▸ INSTRUCTION 1
Below are a passage about Lucia Nunez and two blocks of records. Report every line in the records that contains the string "segmentation", treating uppercase and lowercase letters as different.

▸ TEXT BLOCK

Lucia Nunez knew she was many things to many people: Cuban, Latina, daughter, sister, mother, partner, educator, activist, advocate. She was also one of Madison’s most influential LGBTQ changemakers, giving voice to those who felt they had none.
Sadly, Lucia passed away September 30, 2024, in Madison. She is mourned not only by family and friends, but the countless people she’s impacted around the region, country, and world.
Lucia was born January 3, 1960, in Cuba.
While middle-class Cubans had a “wait and see” approach after the 1959 revolution, her parents were concerned with an increased Soviet presence, as well as rumors that Cuban children were being taken to Russia for re-education.
After leaving Cuba in 1965, they spent three months in Spain waiting for U.S. visas, only to return to New York and be routed back to the U.S. Navy base at Guantanamo Bay.
Upon arrival, the now-refugees were denied U.S. citizenship while living outside U.S. territory. In 1970, they moved to Florida for three months, and then to St. Thomas, where her parents would remain until 2005.
Lucia's experiences would shape her understanding of identity for the rest of her life.
“It wasn’t until I came to the U.S. that I ‘became’ Hispanic,” Lucia said in a 2015 interview. “I had never even heard the word."
"As a fifteen year old, I was unbelievably embarrassed by my parents," said Lucia. "I'm not proud of that now, but it was the reality of being raised in a culture that wasn't part of the dominant world. My mom's accent...my dad's accent...the foods we ate. I wanted a peanut butter and jelly sandwich for lunch, not arroz con frijoles. I didn't want to be Lucia, I wanted to be Lucy. People didn't know how to pronounce my name. That was painful as a kid."
"It wasn’t until my early twenties that I really understood what identity meant: acceptance of myself and my family.”
At age 16, Lucia went to boarding school in Easthampton, Massachusetts. She studied political science at Connecticut College and international education at the University of Massachusetts at Amherst.
"I had been grouped together with other 'minority students,'" said Lucia. "I didn't have that label. That wasn't a label I was used to."
In 1985, she joined the Peace Corps to support women, children, and schools in Honduras, and continued advocating for immigrant youth while working at Stanford University.
After scouting locations from Oregon to New York, Lucia relocated her family to Wisconsin in 1999. At the time, the Hispanic population of Dane County was seeing triple-digit growth, with little to no infrastructure in place to provide culturally competent support.

▸ DATA EXTRACT
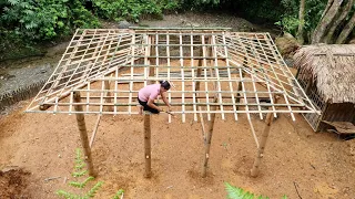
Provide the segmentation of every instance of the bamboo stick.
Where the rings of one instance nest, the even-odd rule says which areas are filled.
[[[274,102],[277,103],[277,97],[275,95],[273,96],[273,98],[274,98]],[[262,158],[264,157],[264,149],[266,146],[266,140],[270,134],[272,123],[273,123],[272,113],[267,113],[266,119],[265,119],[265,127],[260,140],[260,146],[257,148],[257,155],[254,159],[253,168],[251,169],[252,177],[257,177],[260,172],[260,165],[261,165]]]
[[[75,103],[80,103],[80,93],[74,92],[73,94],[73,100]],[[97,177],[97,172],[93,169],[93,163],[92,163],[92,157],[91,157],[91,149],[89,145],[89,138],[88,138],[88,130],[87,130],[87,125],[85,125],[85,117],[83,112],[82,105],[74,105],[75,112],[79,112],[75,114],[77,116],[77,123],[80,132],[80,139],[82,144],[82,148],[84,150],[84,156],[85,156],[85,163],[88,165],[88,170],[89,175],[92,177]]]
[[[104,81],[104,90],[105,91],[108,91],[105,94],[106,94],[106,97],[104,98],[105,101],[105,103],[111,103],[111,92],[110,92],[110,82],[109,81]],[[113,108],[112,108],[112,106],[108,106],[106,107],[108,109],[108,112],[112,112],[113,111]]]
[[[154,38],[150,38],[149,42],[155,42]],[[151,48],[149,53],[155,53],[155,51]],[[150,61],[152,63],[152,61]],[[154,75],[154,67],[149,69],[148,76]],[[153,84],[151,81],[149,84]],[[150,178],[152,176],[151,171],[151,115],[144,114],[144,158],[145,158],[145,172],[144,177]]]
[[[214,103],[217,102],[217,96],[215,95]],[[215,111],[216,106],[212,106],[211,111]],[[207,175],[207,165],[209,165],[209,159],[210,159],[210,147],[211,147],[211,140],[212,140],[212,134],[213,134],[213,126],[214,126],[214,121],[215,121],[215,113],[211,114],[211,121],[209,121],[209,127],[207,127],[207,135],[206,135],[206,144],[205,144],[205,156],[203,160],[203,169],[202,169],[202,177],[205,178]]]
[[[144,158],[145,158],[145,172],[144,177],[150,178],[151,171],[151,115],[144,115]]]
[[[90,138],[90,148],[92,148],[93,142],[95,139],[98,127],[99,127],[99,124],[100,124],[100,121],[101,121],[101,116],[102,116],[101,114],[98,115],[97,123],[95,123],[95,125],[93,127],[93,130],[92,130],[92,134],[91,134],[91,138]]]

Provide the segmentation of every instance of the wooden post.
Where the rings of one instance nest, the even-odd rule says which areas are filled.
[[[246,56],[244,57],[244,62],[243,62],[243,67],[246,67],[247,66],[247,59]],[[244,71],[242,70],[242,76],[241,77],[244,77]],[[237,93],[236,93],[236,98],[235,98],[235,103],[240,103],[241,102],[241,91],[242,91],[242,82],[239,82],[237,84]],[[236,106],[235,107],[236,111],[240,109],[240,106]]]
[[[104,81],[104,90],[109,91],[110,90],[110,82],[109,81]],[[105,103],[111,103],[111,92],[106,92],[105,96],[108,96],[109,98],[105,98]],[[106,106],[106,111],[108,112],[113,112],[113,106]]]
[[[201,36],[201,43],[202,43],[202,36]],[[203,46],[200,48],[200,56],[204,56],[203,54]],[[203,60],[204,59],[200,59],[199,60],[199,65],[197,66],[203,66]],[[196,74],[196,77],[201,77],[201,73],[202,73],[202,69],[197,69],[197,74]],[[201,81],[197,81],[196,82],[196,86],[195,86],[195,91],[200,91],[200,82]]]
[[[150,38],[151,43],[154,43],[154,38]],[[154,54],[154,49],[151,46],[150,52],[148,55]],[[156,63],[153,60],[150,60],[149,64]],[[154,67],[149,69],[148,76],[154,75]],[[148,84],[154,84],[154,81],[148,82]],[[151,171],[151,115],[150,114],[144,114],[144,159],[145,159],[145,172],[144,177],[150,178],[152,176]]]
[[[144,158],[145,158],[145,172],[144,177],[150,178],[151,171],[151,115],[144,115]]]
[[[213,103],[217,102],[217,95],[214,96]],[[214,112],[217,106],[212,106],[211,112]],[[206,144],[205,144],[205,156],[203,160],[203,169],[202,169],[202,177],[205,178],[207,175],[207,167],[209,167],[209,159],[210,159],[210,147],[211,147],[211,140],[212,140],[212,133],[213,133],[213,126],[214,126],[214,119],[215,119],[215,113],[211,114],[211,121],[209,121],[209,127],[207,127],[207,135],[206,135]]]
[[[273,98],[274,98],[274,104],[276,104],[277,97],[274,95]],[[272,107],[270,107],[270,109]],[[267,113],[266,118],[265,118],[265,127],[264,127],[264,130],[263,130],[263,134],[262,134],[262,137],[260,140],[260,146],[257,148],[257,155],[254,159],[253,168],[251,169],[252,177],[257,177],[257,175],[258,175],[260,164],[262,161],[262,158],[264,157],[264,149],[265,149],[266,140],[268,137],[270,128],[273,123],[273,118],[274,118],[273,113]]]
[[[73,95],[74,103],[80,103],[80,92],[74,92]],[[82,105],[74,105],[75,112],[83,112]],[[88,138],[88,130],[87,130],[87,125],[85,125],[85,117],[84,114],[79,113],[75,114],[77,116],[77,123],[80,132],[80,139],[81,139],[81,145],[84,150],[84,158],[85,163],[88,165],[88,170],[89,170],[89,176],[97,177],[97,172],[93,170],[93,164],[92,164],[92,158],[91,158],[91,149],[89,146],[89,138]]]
---
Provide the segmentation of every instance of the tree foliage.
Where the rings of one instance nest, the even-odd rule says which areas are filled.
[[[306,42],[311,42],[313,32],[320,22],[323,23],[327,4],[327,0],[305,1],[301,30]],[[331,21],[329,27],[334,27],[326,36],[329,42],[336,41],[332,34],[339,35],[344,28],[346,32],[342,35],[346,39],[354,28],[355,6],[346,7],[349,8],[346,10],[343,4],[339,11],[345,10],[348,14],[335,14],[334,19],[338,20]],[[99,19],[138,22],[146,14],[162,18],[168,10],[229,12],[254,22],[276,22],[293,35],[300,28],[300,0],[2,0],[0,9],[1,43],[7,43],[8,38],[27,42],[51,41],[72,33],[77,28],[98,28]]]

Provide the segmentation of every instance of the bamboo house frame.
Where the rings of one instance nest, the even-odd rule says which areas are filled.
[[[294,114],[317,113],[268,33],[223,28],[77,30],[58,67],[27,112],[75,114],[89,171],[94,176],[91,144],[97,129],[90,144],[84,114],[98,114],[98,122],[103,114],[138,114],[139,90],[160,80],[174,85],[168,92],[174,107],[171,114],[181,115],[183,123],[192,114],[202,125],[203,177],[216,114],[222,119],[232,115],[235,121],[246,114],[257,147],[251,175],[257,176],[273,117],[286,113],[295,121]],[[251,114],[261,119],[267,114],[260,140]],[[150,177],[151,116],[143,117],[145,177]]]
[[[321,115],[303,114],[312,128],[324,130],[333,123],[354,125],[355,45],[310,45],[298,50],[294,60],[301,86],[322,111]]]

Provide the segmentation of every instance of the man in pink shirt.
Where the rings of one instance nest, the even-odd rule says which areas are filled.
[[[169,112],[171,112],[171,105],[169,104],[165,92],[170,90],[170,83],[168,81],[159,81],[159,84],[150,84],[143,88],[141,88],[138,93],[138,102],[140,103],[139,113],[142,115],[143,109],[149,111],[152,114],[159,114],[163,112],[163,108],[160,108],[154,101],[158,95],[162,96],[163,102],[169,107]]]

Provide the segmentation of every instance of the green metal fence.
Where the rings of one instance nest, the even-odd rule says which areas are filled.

▸ INSTRUCTION 2
Repeat word for word the part of the passage about Lucia Nunez starting with "Sadly, Lucia passed" and going on through "Russia for re-education.".

▸ FINAL RESULT 1
Provide the segmentation of every instance of the bamboo stick.
Provide the segmentation of every instance of the wooden post.
Provide the segmentation of every instance of the tree foliage.
Provide the segmentation of every instance of the bamboo house frame.
Provide the segmentation of every instance of the man in pink shirt.
Provide the segmentation of every instance of the green metal fence.

▸ FINAL RESULT 2
Sadly, Lucia passed away September 30, 2024, in Madison. She is mourned not only by family and friends, but the countless people she’s impacted around the region, country, and world.
Lucia was born January 3, 1960, in Cuba.
While middle-class Cubans had a “wait and see” approach after the 1959 revolution, her parents were concerned with an increased Soviet presence, as well as rumors that Cuban children were being taken to Russia for re-education.